↓↓↓

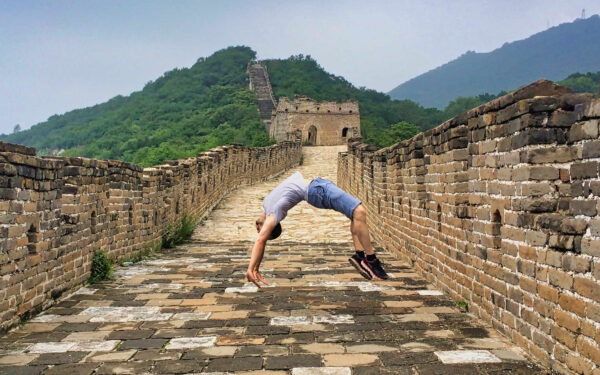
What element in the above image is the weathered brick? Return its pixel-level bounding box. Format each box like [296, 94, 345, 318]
[571, 161, 598, 179]
[569, 120, 598, 142]
[554, 309, 581, 332]
[577, 335, 600, 365]
[562, 254, 591, 273]
[538, 284, 559, 303]
[558, 293, 585, 316]
[573, 276, 600, 302]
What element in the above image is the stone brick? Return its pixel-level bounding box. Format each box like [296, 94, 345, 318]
[548, 269, 573, 290]
[571, 161, 598, 180]
[574, 276, 600, 302]
[265, 354, 321, 370]
[558, 293, 585, 316]
[538, 284, 559, 303]
[562, 254, 590, 273]
[554, 309, 581, 332]
[577, 336, 600, 366]
[206, 357, 263, 372]
[569, 120, 598, 142]
[570, 199, 598, 216]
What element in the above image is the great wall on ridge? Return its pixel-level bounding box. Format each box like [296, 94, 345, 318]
[0, 66, 600, 375]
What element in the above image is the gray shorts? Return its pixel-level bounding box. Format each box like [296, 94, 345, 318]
[308, 177, 361, 220]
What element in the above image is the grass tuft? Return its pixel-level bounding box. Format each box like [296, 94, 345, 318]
[456, 301, 469, 312]
[89, 250, 114, 284]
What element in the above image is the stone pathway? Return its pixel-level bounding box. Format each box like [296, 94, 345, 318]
[0, 147, 546, 375]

↑↑↑

**The problem**
Rewrite all of the entries above with "bounding box" changed to "enclosing box" wherever it occurs and nothing else altered. Omit the pictures.

**Exercise solution**
What element in the above image is the weathered brick? Return its pixel-level enclosing box. Format each box like [296, 94, 345, 318]
[571, 161, 598, 179]
[569, 120, 598, 142]
[554, 309, 581, 332]
[577, 335, 600, 365]
[562, 254, 591, 273]
[538, 284, 559, 303]
[558, 293, 585, 316]
[573, 276, 600, 302]
What element in the above image is the stone brick? Return its pixel-level enclosing box. Format each box like [296, 94, 345, 318]
[548, 269, 573, 290]
[571, 161, 598, 180]
[574, 276, 600, 302]
[265, 354, 321, 370]
[558, 293, 585, 316]
[538, 284, 559, 303]
[562, 254, 590, 273]
[554, 309, 581, 332]
[577, 336, 600, 366]
[206, 357, 263, 372]
[569, 120, 598, 142]
[570, 199, 598, 216]
What element in the above image is the great wall on ridge? Return its pixel-level enclosing box. Format each box like [296, 94, 345, 318]
[0, 66, 600, 375]
What element in the above image is the gray shorts? Return its pixel-level enclosing box. Format each box like [296, 94, 345, 318]
[308, 177, 361, 220]
What element in the above image is the grass tuft? Return its pixel-level enclosing box. Format each box like [296, 94, 345, 318]
[456, 301, 469, 312]
[89, 250, 114, 284]
What element in the above image is the stone pathway? Return its pixel-level enclosing box. Format each box like [296, 94, 345, 318]
[0, 147, 546, 375]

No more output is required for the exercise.